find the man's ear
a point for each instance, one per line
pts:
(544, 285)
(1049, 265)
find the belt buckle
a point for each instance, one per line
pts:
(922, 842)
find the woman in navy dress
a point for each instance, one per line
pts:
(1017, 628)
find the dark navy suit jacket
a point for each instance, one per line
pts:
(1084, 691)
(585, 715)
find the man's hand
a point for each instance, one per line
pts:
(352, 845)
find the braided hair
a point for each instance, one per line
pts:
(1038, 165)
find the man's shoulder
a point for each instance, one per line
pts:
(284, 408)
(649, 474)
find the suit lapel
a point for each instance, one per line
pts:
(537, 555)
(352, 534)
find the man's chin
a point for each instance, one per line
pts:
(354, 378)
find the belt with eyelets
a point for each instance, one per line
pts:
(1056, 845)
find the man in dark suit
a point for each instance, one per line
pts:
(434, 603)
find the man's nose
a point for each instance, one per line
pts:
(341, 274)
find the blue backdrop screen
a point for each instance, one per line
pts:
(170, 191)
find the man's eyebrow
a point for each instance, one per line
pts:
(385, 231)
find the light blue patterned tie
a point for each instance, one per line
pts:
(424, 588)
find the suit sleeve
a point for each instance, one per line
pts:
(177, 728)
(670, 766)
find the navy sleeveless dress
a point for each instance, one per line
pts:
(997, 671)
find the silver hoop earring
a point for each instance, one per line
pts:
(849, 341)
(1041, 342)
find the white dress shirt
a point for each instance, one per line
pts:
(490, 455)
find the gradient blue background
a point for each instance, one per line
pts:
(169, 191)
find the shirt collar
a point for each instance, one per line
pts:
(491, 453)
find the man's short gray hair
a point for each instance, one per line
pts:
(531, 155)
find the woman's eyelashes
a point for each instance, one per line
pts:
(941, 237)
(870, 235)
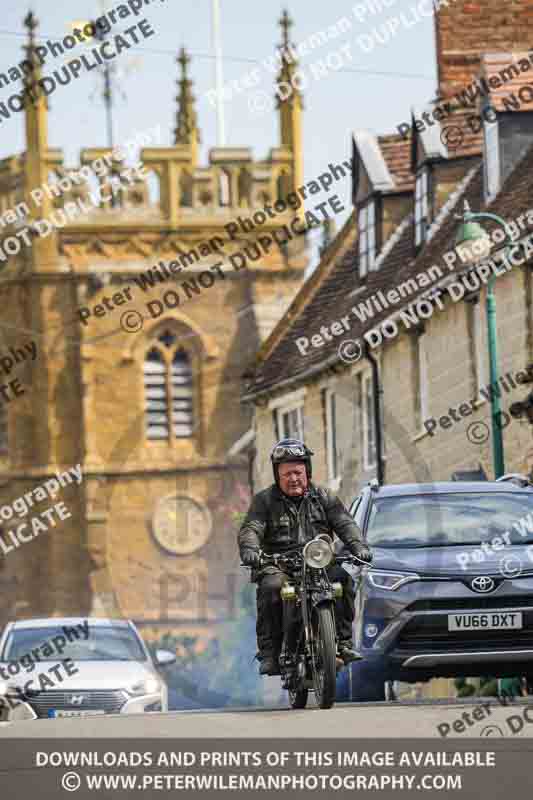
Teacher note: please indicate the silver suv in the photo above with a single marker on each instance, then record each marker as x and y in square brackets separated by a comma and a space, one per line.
[76, 666]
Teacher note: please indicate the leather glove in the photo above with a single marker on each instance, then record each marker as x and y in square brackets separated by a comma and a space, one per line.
[251, 558]
[363, 552]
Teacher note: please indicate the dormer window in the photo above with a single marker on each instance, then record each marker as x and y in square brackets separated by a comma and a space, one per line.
[491, 160]
[422, 219]
[367, 237]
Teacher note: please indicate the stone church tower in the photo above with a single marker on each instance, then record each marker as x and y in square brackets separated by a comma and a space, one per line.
[144, 396]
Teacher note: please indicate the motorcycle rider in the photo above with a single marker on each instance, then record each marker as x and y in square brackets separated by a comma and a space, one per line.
[292, 511]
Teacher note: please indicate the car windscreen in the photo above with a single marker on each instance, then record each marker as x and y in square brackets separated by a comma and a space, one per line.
[451, 519]
[90, 643]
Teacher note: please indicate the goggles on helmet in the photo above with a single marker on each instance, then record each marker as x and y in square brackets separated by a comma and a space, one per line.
[284, 451]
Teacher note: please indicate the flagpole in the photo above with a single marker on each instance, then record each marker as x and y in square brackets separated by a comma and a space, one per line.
[217, 47]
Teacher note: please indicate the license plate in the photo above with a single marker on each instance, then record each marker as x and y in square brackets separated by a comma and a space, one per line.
[490, 620]
[60, 713]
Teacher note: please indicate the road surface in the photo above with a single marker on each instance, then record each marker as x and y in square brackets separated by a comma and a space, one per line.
[358, 720]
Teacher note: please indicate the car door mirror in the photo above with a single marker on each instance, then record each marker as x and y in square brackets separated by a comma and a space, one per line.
[163, 658]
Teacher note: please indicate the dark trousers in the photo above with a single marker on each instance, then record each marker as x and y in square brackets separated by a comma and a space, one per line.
[270, 610]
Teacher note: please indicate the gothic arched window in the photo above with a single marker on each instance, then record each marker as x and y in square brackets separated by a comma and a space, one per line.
[168, 390]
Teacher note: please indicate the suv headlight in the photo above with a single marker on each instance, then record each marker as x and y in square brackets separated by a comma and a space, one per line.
[146, 686]
[318, 553]
[390, 580]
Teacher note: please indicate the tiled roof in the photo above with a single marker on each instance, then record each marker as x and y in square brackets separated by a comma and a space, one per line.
[397, 154]
[335, 298]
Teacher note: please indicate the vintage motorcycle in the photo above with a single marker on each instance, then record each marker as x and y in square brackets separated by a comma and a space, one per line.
[308, 660]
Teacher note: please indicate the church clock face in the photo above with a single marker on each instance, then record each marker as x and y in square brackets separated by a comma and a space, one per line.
[181, 525]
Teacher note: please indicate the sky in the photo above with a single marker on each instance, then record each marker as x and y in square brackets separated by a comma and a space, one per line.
[369, 76]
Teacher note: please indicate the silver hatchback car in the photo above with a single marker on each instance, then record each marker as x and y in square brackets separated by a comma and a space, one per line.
[76, 666]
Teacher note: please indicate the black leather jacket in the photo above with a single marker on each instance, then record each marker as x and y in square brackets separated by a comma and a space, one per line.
[274, 523]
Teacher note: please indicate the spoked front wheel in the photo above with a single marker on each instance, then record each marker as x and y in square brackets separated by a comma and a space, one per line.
[324, 661]
[298, 697]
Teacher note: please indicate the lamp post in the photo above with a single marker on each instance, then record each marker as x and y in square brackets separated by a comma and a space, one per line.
[475, 244]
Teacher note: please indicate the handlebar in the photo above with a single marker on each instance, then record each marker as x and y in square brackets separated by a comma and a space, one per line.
[272, 558]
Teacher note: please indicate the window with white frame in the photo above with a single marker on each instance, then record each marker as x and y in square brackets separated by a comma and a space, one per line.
[421, 206]
[291, 422]
[366, 221]
[332, 450]
[491, 160]
[168, 390]
[422, 379]
[3, 428]
[369, 428]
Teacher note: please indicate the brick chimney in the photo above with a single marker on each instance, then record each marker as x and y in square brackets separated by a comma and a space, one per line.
[465, 29]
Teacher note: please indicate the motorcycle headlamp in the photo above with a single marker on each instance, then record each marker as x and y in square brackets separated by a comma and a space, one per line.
[318, 553]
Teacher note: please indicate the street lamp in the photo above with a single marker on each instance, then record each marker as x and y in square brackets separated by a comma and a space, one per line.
[473, 244]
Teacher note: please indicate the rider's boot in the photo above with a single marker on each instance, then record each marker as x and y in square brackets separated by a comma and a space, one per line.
[268, 664]
[348, 653]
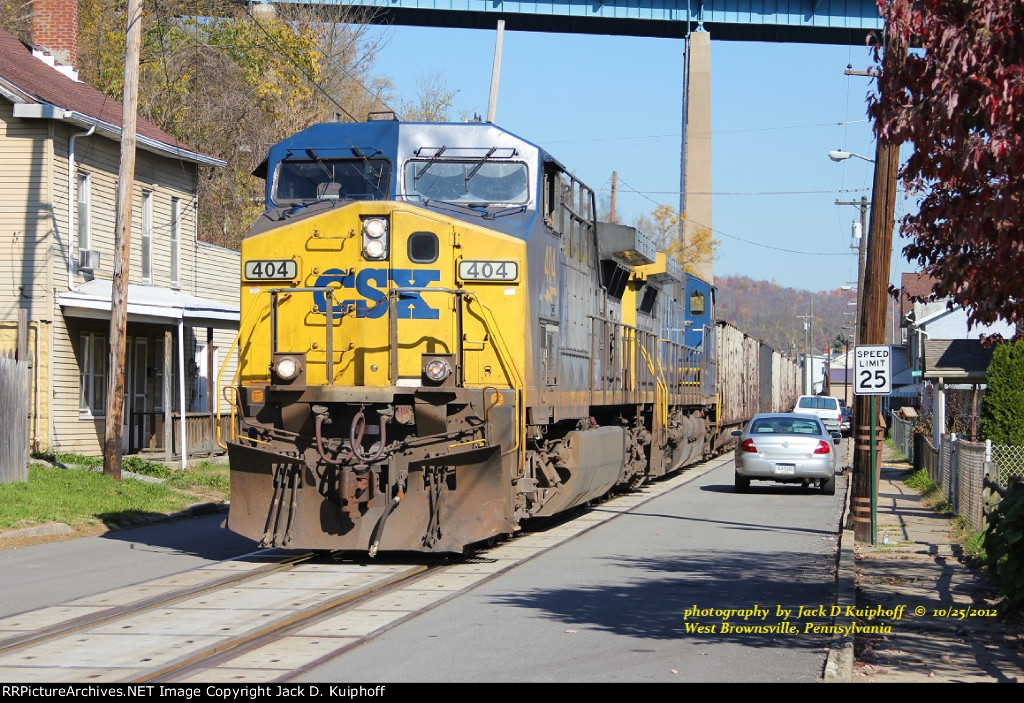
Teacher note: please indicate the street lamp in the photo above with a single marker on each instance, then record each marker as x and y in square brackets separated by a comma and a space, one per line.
[837, 156]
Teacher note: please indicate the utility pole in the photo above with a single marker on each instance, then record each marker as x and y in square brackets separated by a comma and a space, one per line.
[496, 73]
[872, 312]
[614, 191]
[862, 204]
[122, 242]
[808, 382]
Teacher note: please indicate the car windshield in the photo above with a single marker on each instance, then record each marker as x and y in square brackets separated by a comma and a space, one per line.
[300, 180]
[819, 402]
[468, 181]
[784, 426]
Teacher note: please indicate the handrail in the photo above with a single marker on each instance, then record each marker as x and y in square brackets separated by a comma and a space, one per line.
[220, 374]
[509, 363]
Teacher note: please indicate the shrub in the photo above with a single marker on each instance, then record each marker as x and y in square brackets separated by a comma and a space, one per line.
[1004, 545]
[1001, 420]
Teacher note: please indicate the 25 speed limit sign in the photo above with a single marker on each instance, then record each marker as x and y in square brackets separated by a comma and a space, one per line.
[872, 369]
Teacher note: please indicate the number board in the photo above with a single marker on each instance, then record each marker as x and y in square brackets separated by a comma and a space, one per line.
[488, 270]
[872, 369]
[270, 269]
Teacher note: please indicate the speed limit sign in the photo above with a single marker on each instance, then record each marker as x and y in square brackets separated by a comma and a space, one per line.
[872, 369]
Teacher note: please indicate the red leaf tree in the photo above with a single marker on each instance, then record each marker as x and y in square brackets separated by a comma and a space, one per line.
[958, 100]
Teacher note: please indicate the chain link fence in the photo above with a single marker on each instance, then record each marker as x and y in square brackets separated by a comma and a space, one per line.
[972, 475]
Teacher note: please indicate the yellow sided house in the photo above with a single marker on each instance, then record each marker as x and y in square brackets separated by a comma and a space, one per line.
[59, 154]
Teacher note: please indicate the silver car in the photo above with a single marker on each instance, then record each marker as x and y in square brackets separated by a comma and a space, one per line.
[786, 447]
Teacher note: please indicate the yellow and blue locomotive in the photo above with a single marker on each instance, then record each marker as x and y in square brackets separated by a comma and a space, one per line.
[439, 341]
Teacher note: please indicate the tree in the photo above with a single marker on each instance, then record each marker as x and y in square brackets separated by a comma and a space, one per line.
[1001, 420]
[666, 226]
[960, 102]
[433, 99]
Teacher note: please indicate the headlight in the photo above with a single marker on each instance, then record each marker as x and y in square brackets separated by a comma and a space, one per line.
[374, 249]
[437, 369]
[287, 367]
[375, 238]
[375, 227]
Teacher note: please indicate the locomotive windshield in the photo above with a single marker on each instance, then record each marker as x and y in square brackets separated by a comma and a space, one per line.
[300, 180]
[469, 181]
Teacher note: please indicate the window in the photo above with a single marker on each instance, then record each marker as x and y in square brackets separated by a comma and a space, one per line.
[468, 181]
[175, 243]
[423, 248]
[147, 237]
[92, 374]
[696, 304]
[300, 180]
[84, 213]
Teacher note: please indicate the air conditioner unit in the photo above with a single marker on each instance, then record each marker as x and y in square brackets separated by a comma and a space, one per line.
[88, 260]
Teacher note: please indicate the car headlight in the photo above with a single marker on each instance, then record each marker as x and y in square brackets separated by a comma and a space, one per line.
[375, 230]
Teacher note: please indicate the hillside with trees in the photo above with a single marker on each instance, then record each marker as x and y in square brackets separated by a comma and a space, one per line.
[776, 314]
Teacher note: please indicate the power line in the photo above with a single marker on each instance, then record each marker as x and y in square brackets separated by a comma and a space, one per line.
[724, 131]
[732, 236]
[749, 192]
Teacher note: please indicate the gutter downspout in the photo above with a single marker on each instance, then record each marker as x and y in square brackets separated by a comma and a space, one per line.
[72, 172]
[181, 390]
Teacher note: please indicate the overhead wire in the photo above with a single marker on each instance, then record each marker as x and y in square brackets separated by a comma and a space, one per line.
[315, 84]
[731, 236]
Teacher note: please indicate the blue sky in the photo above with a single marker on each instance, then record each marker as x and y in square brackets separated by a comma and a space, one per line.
[613, 103]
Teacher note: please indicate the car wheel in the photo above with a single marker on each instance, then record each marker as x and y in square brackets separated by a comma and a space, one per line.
[742, 484]
[828, 485]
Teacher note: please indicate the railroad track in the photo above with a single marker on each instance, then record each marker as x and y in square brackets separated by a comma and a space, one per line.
[262, 617]
[152, 630]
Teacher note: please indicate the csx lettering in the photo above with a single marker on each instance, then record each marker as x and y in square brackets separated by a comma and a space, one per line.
[371, 284]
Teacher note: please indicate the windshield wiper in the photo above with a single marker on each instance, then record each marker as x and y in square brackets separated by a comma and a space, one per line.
[480, 164]
[429, 163]
[320, 162]
[378, 173]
##############################
◆ WRITTEN PROBLEM
Reproduce the listing above word for word, from its first line through the line containing "(1038, 165)", including both of those lines.

◆ TASK ANSWER
find the man's ear
a point for each instance, one per line
pts:
(544, 285)
(1049, 265)
find the belt buckle
a point for each instance, one per line
pts:
(922, 842)
find the woman in navy dress
a point for each instance, one per line
pts:
(1017, 628)
find the dark navy suit jacket
a point for each instance, one per line
pts:
(1084, 691)
(585, 715)
find the man's hand
a point for each instance, one per line
pts:
(352, 845)
find the braided hair
a point for each instance, one per line
pts:
(1038, 165)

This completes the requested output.